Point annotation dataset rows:
★ ★ ★

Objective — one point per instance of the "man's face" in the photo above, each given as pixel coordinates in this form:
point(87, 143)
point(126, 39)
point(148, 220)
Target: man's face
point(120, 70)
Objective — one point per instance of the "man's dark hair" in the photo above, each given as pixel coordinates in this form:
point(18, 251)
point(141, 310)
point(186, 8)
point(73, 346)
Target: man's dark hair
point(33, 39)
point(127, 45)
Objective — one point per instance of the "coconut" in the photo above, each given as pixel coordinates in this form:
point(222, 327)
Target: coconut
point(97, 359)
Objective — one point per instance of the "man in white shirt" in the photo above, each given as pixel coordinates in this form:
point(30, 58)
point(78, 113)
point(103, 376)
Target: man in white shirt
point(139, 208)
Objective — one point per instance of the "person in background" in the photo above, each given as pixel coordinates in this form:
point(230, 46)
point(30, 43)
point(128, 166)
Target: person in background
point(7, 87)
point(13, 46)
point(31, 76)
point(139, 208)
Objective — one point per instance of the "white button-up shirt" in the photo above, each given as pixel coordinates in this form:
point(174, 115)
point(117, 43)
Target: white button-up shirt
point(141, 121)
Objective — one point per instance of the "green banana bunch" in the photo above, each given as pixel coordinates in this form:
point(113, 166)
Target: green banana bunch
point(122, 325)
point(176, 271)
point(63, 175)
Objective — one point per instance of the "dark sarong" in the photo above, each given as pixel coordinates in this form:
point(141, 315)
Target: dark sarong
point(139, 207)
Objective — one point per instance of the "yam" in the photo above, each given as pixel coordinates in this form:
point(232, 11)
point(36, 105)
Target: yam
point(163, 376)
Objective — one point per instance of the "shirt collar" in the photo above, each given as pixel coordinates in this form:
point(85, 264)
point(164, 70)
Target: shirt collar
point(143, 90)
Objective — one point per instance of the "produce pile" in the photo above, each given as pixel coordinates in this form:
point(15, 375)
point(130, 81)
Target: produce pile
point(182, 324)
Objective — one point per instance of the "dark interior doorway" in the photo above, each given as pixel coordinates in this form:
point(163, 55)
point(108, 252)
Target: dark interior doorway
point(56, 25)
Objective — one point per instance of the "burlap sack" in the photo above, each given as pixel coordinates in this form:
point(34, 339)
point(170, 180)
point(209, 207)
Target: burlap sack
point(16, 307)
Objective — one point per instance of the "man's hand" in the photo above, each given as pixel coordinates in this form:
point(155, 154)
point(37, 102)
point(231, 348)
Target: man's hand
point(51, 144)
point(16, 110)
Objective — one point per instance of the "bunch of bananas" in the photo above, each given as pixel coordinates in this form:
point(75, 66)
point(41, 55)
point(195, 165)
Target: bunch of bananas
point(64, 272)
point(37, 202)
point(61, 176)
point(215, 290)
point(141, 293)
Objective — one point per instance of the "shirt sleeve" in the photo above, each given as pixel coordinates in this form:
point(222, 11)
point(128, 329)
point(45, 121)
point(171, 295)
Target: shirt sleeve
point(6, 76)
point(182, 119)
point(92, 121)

★ ★ ★

Retype every one of the rows above, without altering any character.

Objective — one point per instance of the "man's face" in the photo above, each given as pixel coordinates in this form:
point(87, 143)
point(126, 39)
point(148, 220)
Target: man's face
point(120, 70)
Objective — one point per instance of the "man's dark hair" in the photo above, each given as pixel coordinates in this form:
point(18, 251)
point(141, 310)
point(186, 8)
point(73, 346)
Target: man's dark hair
point(33, 39)
point(127, 45)
Objective — one point per instance of the "coconut" in the photo above, each given as pixel coordinates in this form:
point(222, 327)
Target: coconut
point(97, 359)
Objective — one point per instance of the "man in white shirt" in the photo above, each given as pixel coordinates in this form:
point(30, 58)
point(78, 113)
point(103, 376)
Target: man in white shirt
point(139, 208)
Objective — one point per instance of the "person in background" in the photo above, each given as pixel coordinates in this form:
point(230, 46)
point(30, 43)
point(128, 166)
Target: person in background
point(7, 87)
point(13, 46)
point(31, 76)
point(139, 208)
Objective — one point per instance of the "white button-up shirt" in the photo above, each given as pixel coordinates in this form:
point(174, 115)
point(117, 43)
Target: white button-up shirt
point(141, 121)
Objective — one point per instance of the "green banana bunch" in the photo above, each given as pixel coordinates in this form:
point(113, 166)
Target: green banana bunch
point(122, 325)
point(176, 271)
point(63, 175)
Objective — one point per instance of the "dark sarong" in the photo above, each given as pixel coordinates in this form:
point(141, 315)
Target: dark sarong
point(139, 207)
Objective — one point per instance of the "yam" in the photo above, each given as pixel coordinates in this form:
point(232, 11)
point(36, 105)
Target: yam
point(163, 376)
Objective — one point per instance of the "shirt collar" in the photo above, each given as pixel coordinates in this form:
point(85, 264)
point(164, 70)
Target: shirt collar
point(143, 90)
Objective — one point per instance of the "produce pile" in the photo above, each given as pixel coordinates in this form:
point(15, 375)
point(130, 81)
Target: produce pile
point(182, 324)
Objective — one point per instance of the "dark interior doorway" in the photo above, each given as pixel coordinates in this form:
point(163, 55)
point(108, 252)
Target: dark interior doorway
point(56, 25)
Objective — one point per instance of the "burlap sack" in the photo above, each given as pixel coordinates in this form:
point(34, 339)
point(170, 180)
point(209, 207)
Target: burlap sack
point(16, 307)
Objective — one point per instance of the "man's hand" in the photo above, each given as pixel coordinates in this form:
point(155, 154)
point(37, 102)
point(231, 348)
Target: man's hand
point(51, 144)
point(16, 110)
Objective — one point per instance of the "bunch of bananas" in the photo above, each given as pixel coordinates in this form:
point(75, 66)
point(41, 55)
point(195, 165)
Target: bunch of bananas
point(64, 272)
point(37, 202)
point(61, 176)
point(215, 290)
point(141, 293)
Objective — one point per instance of the "shirt sleeve" in the photo above, each given as pixel coordinates in this form:
point(222, 11)
point(128, 329)
point(45, 121)
point(171, 295)
Target: shirt sleeve
point(6, 76)
point(182, 119)
point(92, 121)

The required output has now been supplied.